Exercise objective
Copy all the material below, exactly as it stands.

───── Input rows

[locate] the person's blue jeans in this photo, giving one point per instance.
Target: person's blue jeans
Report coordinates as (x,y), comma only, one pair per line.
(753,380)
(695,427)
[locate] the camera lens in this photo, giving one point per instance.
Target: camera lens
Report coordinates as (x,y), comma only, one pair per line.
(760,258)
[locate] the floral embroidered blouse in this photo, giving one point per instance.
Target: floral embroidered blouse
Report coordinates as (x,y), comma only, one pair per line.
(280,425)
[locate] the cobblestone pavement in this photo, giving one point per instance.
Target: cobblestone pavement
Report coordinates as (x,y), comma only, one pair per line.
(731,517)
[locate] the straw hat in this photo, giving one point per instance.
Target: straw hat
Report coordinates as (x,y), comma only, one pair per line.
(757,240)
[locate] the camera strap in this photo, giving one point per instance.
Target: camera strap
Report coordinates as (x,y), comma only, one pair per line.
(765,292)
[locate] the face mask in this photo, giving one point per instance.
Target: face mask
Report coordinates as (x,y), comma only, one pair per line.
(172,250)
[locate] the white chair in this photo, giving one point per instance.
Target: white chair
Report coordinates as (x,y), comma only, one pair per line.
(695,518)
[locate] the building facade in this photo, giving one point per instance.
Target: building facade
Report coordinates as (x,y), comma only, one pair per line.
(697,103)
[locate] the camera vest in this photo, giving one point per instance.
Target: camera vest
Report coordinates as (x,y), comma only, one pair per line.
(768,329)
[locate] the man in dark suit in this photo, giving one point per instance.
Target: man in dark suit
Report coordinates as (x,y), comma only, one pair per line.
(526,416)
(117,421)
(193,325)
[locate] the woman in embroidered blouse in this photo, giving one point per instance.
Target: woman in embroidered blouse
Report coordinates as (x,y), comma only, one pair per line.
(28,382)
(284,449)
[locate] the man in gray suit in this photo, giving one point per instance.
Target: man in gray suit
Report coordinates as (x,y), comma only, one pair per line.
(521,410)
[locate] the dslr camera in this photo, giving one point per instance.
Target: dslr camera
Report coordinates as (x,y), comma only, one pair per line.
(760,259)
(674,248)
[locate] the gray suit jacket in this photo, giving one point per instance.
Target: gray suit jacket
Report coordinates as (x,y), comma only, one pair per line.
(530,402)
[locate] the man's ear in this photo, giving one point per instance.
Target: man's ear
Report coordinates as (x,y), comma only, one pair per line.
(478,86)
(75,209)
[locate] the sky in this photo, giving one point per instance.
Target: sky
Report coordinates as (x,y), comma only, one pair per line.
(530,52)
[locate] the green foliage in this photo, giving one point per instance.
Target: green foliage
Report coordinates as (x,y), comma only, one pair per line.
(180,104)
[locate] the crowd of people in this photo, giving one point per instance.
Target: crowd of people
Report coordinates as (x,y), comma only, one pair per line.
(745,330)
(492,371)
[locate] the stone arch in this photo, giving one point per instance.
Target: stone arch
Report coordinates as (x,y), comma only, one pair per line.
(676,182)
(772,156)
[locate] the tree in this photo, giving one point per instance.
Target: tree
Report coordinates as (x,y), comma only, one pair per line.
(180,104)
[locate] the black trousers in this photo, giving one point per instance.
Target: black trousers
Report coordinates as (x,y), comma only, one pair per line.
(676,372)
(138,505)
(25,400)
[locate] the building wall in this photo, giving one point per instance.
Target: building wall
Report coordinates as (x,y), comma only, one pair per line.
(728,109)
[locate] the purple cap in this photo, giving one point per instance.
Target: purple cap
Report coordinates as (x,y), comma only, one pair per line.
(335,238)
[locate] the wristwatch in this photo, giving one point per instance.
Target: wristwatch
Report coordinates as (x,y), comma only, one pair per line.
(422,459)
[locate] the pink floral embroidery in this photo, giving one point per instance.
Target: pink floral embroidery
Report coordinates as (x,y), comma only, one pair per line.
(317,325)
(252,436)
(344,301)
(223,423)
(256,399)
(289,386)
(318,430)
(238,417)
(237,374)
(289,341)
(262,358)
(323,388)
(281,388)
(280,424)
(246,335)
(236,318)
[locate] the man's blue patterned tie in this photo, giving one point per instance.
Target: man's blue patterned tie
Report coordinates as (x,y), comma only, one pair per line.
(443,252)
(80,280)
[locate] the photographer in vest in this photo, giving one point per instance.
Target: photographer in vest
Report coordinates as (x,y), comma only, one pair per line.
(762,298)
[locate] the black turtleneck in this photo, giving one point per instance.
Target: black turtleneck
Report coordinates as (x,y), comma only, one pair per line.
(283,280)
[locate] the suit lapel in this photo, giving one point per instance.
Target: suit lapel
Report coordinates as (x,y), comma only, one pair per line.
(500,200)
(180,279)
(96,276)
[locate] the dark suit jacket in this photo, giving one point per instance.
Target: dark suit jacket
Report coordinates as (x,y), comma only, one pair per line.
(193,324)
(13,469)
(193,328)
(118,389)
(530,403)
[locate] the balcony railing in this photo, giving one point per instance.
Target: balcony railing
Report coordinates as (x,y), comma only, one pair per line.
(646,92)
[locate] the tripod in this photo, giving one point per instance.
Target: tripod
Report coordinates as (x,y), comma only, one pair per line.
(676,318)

──────────

Answer to the exercise
[locate] the person's blue jeans in this photo, giving one point per instance.
Target: person's blue jeans
Report coordinates as (x,y), comma only, one pair per line.
(753,380)
(695,427)
[locate] the camera lens in this photo, giving one point per instance.
Target: camera lens
Report coordinates as (x,y), comma only, one pair per line.
(760,258)
[locate] the floral embroidered blouse in this photo, giving one point per instance.
Target: floral embroidered blouse
Report coordinates as (x,y), comma only, one pair per line.
(280,425)
[locate] the cobblestone pavement in this photo, giving one point per instance.
Target: cobblestone pavement
Report coordinates as (x,y), comma only, one pair per line.
(731,517)
[locate] the straw hat in this photo, giving one point per instance.
Target: straw hat
Report coordinates as (x,y), comma only, one pair per line.
(757,240)
[locate] the camera strap in this photo, giving one point per instance.
Target: camera strap
Report coordinates as (x,y), comma only, one pair per line.
(765,292)
[locate] the face mask in this photo, giving one point per instance.
Target: face mask
Report coordinates as (x,y), comma only, one pair per line.
(172,250)
[locate] the white chair in this photo, giving one point per instance.
Target: white chair
Report coordinates as (x,y), comma only, one pair per line.
(695,518)
[locate] the building facade in this photo, giving one point per instance.
Target: building facade
Report coordinates as (x,y), comma only, one pair per line.
(697,103)
[locate] the camera vest in this photo, giving one point per instance.
Target: camera vest
Report coordinates as (x,y), comma only, one pair per line.
(768,329)
[locate] the man in dark suit in this photo, giving one point per instance.
Target: man in dark suit
Report coordinates as (x,y), comma only, one pair per line.
(526,416)
(117,421)
(193,325)
[locate] the woman in embroidered blouse in this photo, giving one point per instance.
Target: woman in embroidered blouse
Report coordinates as (x,y), comma only, one pair per line.
(28,382)
(284,449)
[locate] the man in gray suit in this photo, giving one point per instance.
Target: man in gray suit
Report coordinates as (x,y), comma only, one pair per line.
(521,410)
[locate] the dslr camera in this photo, giving one point per instance.
Target: dslr camera
Report coordinates as (x,y), comma only, one pair per line.
(760,259)
(674,248)
[locate] the gray suit jacket in this photo, giving one point per instance.
Target: gray suit jacket
Report coordinates as (x,y), comma only, one pair per line.
(530,402)
[locate] the man's ear in this photo, giving one point per instance.
Target: man's ear
Report coordinates as (x,y), comma only, one pair per line.
(478,86)
(75,209)
[locate] the sky in this photo, giving one point per instance.
Target: sky
Report coordinates as (x,y), comma only, one pair per line.
(530,52)
[locate] the green foliage in this photo, giving one point per instance.
Target: green foliage
Report coordinates as (x,y), comma only, one pair per line.
(180,104)
[locate] the crowd of people in this photo, giving one point per instance.
Target: crowd of people
Report coordinates as (x,y), comma only, one pair per line.
(745,330)
(492,371)
[locate] the stone arch in this photo, giving one point per instance.
Target: stone arch
Report coordinates as (x,y), comma only, one pair per line.
(676,182)
(772,156)
[locate] the tree in this photo, giving one point per instance.
Target: tree
Report coordinates as (x,y), comma only, one pair per line.
(180,104)
[locate] the black trousers in this photo, giving one point per instance.
Target: black trousers
Report coordinates as (x,y), comma only, one pair per line.
(676,372)
(138,505)
(25,400)
[locate] the building wall in this photo, giving one point per instance.
Target: building wall
Report coordinates as (x,y), comma only, one pair per line.
(728,109)
[locate] the purple cap in this photo, giving one point per instance.
Target: purple cap
Report coordinates as (x,y), comma only, one pair per line.
(335,238)
[locate] the wristwatch in this photo, giving one point per instance.
Target: wristwatch
Report coordinates as (x,y), comma only, one pair per line.
(422,459)
[locate] the pink floral embroidery in this photo, giving one point per instance.
Target: pink floral embroidery
Report coordinates as (x,y), comma only, one pair per line.
(317,325)
(252,436)
(344,301)
(223,423)
(256,399)
(289,386)
(318,430)
(238,417)
(237,374)
(289,341)
(262,358)
(323,388)
(281,388)
(280,424)
(246,335)
(236,318)
[locate] the man's blue patterned tie in this photo, giving one point per instance.
Target: man's blue patterned tie
Report coordinates as (x,y), comma only, one pair per line.
(443,252)
(80,280)
[locate] the photographer in vest in this photo, giving one point per instance.
Target: photographer in vest
Report coordinates as (x,y), comma only, one pair per line.
(762,298)
[locate] the black turtleneck in this photo, giving one point per instance.
Target: black turtleneck
Report coordinates as (x,y), comma only, one pair per line.
(283,280)
[locate] the suit lapel in this photo, giving one point per instance.
Target: suit lapel
Report coordinates as (x,y), comma only, one pair per line.
(500,200)
(180,279)
(96,276)
[locate] the dark suit jacket in this photo, giving one point per instance.
Target: dark suit jacket
Report coordinates as (x,y), comma only, one pair per line.
(193,324)
(13,469)
(193,328)
(118,389)
(530,403)
[locate] the balcony railing in this photo, giving one point per instance.
Target: balcony railing
Report coordinates as (x,y), comma only, one pair per line.
(646,92)
[locate] the tripod in this photo, giving one point per instance.
Target: tripod
Report coordinates as (x,y), comma only, one pair per line.
(676,318)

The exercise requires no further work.